WHAT IS NEEDED: Write out the records below again, putting "Mark each" wherever "Box any" appears and leaving every other part as it is.
[BEGIN SUPPLIED MATERIAL]
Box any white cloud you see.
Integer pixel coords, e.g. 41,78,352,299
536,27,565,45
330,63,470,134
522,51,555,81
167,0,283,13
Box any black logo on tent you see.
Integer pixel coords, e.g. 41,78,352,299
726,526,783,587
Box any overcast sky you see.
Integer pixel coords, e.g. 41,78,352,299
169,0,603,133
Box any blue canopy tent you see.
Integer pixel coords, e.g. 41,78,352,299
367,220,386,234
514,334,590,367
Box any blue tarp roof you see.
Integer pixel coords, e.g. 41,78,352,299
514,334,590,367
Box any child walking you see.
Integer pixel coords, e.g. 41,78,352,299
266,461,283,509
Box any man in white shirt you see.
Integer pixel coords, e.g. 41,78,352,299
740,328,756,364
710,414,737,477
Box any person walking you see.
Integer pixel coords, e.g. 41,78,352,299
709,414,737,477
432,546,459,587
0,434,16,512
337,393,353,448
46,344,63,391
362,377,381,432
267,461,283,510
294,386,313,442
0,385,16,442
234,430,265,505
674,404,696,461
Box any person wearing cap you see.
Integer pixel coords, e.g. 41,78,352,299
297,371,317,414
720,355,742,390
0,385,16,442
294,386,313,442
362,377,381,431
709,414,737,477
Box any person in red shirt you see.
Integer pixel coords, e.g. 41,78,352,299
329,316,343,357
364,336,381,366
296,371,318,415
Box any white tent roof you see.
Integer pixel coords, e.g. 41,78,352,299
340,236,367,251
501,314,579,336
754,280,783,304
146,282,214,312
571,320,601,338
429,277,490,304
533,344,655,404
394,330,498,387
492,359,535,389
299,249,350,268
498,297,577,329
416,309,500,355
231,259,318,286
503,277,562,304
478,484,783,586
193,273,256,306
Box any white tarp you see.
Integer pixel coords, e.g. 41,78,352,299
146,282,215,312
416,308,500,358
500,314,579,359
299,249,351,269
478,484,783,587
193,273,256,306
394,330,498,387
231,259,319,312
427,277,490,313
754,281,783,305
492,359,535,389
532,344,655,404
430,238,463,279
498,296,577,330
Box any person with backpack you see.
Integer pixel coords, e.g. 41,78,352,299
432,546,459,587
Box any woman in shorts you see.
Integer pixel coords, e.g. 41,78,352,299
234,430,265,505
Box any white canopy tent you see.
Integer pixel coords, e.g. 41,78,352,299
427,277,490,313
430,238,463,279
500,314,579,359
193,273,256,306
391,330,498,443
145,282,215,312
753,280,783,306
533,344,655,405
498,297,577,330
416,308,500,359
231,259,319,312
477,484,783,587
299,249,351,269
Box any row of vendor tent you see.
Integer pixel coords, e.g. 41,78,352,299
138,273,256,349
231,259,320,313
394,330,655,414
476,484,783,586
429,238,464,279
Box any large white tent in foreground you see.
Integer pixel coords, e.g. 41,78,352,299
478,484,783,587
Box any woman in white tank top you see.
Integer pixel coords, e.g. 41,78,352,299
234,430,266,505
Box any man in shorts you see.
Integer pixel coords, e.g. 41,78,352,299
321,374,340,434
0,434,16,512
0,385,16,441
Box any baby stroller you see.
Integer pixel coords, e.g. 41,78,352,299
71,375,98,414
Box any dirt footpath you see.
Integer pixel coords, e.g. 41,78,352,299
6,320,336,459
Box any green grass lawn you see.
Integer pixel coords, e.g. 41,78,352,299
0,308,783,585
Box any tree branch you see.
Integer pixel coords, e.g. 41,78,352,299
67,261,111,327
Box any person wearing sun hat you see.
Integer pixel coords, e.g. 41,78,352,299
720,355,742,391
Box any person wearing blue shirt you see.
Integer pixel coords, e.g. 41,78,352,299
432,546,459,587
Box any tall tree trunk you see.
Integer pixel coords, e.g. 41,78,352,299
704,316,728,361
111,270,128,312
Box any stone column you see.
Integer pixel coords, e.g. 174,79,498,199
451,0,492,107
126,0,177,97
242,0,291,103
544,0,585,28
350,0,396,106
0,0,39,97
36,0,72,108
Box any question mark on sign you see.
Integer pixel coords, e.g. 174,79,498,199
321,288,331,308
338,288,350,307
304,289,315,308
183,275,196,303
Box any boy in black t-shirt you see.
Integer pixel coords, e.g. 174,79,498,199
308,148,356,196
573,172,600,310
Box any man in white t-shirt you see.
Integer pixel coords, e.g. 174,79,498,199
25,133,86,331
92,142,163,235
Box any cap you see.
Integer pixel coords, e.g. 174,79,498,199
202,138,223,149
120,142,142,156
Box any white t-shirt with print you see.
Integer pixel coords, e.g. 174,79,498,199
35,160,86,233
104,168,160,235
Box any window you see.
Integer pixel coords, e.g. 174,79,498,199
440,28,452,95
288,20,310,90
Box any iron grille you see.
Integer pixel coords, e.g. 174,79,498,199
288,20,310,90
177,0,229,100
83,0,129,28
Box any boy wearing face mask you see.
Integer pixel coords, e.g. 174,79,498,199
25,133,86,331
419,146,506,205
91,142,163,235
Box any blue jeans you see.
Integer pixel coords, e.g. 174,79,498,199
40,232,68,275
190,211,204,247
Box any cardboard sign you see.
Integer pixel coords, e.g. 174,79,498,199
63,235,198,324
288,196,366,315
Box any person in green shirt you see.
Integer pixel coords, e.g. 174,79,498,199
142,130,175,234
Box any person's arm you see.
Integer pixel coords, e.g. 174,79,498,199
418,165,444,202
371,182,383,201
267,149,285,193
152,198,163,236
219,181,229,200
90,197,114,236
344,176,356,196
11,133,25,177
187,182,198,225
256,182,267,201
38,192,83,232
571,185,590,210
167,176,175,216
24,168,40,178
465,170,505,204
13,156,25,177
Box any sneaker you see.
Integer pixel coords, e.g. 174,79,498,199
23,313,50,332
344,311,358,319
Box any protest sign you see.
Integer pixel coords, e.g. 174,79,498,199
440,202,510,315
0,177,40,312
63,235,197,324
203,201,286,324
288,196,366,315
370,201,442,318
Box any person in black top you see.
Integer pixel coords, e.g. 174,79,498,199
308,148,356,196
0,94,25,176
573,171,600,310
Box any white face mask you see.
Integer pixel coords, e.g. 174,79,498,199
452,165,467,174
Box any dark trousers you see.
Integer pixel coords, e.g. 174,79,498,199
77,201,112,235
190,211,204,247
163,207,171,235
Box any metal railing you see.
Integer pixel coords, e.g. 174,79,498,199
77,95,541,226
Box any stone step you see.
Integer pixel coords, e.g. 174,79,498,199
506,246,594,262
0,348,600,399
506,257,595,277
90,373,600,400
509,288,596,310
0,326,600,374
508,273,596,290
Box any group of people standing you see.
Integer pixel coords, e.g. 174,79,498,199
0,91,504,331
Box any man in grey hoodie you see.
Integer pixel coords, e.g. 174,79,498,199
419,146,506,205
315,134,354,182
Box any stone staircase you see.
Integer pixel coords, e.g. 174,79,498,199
[END SUPPLIED MATERIAL]
COMPLETE ANSWER:
Mark each white cloud you see.
Integer pixel coords, e.g. 41,78,352,299
536,27,565,45
330,63,470,134
522,51,555,81
167,0,283,13
Mark each black logo on tent you see.
Integer pixel coords, e.g. 41,78,352,299
726,526,783,587
Mark each overcast sky you see.
Integer pixel coords, e.g. 41,78,352,299
169,0,603,133
Mark each blue canopy tent you see.
Integer pixel coords, e.g. 41,78,352,299
367,220,386,234
514,334,590,367
Mark each blue tarp roof you see.
Integer pixel coords, e.g. 41,78,352,299
514,334,590,367
Mark each child walking you see.
Integer pixel coords, e.g. 41,78,352,299
266,461,283,509
Mark each man in white shirt you see.
Integer pixel coords, e.g. 41,78,352,299
740,328,756,364
710,414,737,477
Mark each person walking you see.
Integer pixel coords, e.g. 41,78,352,299
709,414,737,477
432,546,459,587
0,434,16,512
337,393,353,448
46,344,63,391
362,377,381,432
267,461,283,510
294,386,313,442
0,385,16,442
234,430,265,505
674,404,696,461
Mark each person wearing cap you see.
Integer pixel coords, e.g. 41,78,352,299
297,371,317,414
720,355,742,390
0,385,16,442
294,386,313,442
362,377,381,431
709,414,737,477
Mark each person in red shirt you see.
Integer pixel coords, e.g. 41,78,352,299
329,316,343,357
364,336,381,366
296,371,318,415
Mark each white tent roof you see.
Integer pixel coords, e.g. 41,78,352,299
340,236,367,251
501,314,579,336
754,280,783,304
146,282,214,312
571,320,601,338
429,277,490,304
533,344,655,404
394,330,498,387
492,359,535,389
299,249,350,268
498,297,577,329
416,309,500,355
231,259,318,286
503,277,562,304
478,484,783,586
193,273,256,306
Mark each white tarp you see.
Integer pixel coords, e.g. 41,78,352,299
146,282,215,312
416,308,500,358
500,314,579,359
299,249,351,269
478,484,783,587
193,273,256,306
394,330,498,387
231,259,319,312
427,277,490,313
754,281,783,305
492,359,535,389
532,344,655,404
430,238,463,279
498,296,577,330
Mark each person with backpack you see.
Integer pixel coords, e.g. 41,78,352,299
432,546,459,587
Mark each woman in shorts you see.
Integer pixel coords, e.g. 41,78,352,299
234,430,265,505
Mark each white canopy tent you see.
Integer pixel coords, e.g. 41,78,352,299
427,277,490,313
430,238,463,279
500,314,579,359
193,273,256,306
391,330,498,443
145,282,215,312
753,280,783,306
533,344,655,405
498,297,577,330
416,308,500,359
231,259,319,312
477,484,783,587
299,249,351,269
Mark each row of vendor tent you see.
Integer pixel coords, e.g. 41,78,352,299
138,273,256,349
231,259,320,313
394,330,655,414
476,484,783,586
429,238,464,279
Mark each large white tent in foreground you see.
Integer pixel coords, e.g. 41,78,352,299
478,484,783,587
Mark each woman in white tank top you see.
Integer pixel coords, e.g. 41,78,352,299
234,430,266,505
Mark each man in shorts you see.
Integer pixel coords, e.g. 41,78,352,299
321,374,340,434
0,434,16,512
0,385,16,441
Mark each baby stroller you see.
Integer pixel coords, e.g. 41,78,352,299
71,375,98,414
Mark each dirt footpath you see.
Integer pixel coords, e.g. 41,78,352,299
6,320,336,459
Mark each green grass lawn you see.
Integer pixel coords, e.g. 41,78,352,299
0,308,783,585
Mark each tree branch you see.
Integer pixel coords, e.g. 41,78,352,299
67,261,111,327
Mark each person wearing sun hat you see.
Integer pixel coords, e.g. 41,78,352,299
720,355,742,391
Mark each person wearing blue shirt you see.
Integer pixel coords, e.g. 41,78,352,299
432,546,459,587
Mark each tall tree trunk you see.
Integer pixel coords, e.g. 41,78,352,299
704,316,728,361
111,270,128,312
Mark each stone column you see.
Integer pixel coords, e.g. 174,79,498,199
451,0,492,107
126,0,177,97
242,0,291,103
544,0,585,28
350,0,396,106
0,0,39,97
36,0,72,108
Mark each question mark on sign you see.
Integer pixel coords, e.g. 174,79,498,199
321,288,331,308
338,288,350,307
304,289,315,308
183,275,196,303
Mark each boy in black t-shirt you see.
Integer pixel coords, e.g. 174,79,498,199
308,148,356,196
573,172,600,310
Mark each man in white t-shirt you see.
Integer pixel coords, e.g. 174,79,498,199
25,133,86,331
92,142,163,235
Mark each cap you see.
Integer pixel coords, e.g. 174,79,498,199
202,138,223,149
120,142,142,156
Mark each white t-shirt with print you see.
Integer pixel coords, e.g. 174,79,498,199
35,160,86,233
104,168,160,235
Mark each window you see.
Integer pixel coords, e.g. 174,79,498,199
440,28,452,95
288,20,310,90
Mark each iron grille you see.
Integer pixel coords, e.g. 174,79,498,199
288,20,310,90
177,0,229,100
83,0,129,28
Mark each boy wearing face mask you see.
Integer pixel coords, e.g. 174,79,498,199
25,133,86,331
419,146,506,205
91,142,163,235
Mark each blue jeans you see.
Integer pixel coords, e.g. 174,79,498,199
40,232,68,275
190,211,204,247
Mark each cardboard sign you see.
Integer pixel coords, e.g. 174,79,498,199
63,235,198,324
288,196,366,315
Mark each person in green shirt you see.
Integer pixel coords, e.g. 174,79,498,199
142,130,175,234
Mark each person's arm you see.
Integer pixel coords, e.g. 174,79,498,199
418,165,444,202
371,182,383,201
267,149,285,193
152,198,163,236
219,181,229,200
90,197,114,236
344,176,356,196
11,133,25,177
187,182,198,225
256,182,267,201
38,192,83,232
571,185,590,210
167,176,175,216
24,168,40,178
465,170,505,204
13,156,25,177
Mark each sneaker you see.
Integer pixel coords, e.g. 174,79,498,199
23,313,50,332
344,311,358,319
Mark each protest sign you see.
Integer pixel coords, e.g. 174,79,498,199
440,202,510,315
0,177,40,312
63,235,197,324
203,201,286,324
288,196,366,315
370,201,442,318
Mark each person in black top you see.
Integer pixel coords, e.g. 174,79,498,199
308,148,356,196
0,94,25,176
573,171,600,310
Mark each white face mask you see.
Integer pixel coords, e.g. 174,79,498,199
452,165,467,174
Mark each dark trousers you see.
Integer pixel coords, e.g. 174,79,498,199
77,201,112,235
190,211,204,247
163,207,171,235
Mark each metal railing you see.
Integer pixel coords, e.g. 174,79,498,199
77,95,541,226
Mark each stone step you see.
Integer pixel coords, e.g. 174,79,498,199
506,246,594,262
0,348,600,399
506,257,595,277
90,373,600,400
509,288,596,310
0,326,600,374
508,273,596,290
Mark each group of people standing you see.
Integer pixel coords, e.g. 174,79,498,199
0,91,504,331
Mark each man in grey hoodie you see.
Integer pixel coords, e.g. 174,79,498,199
419,146,506,205
315,134,354,182
Mark each stone staircase you see.
Integer pixel coords, e.g. 174,79,498,199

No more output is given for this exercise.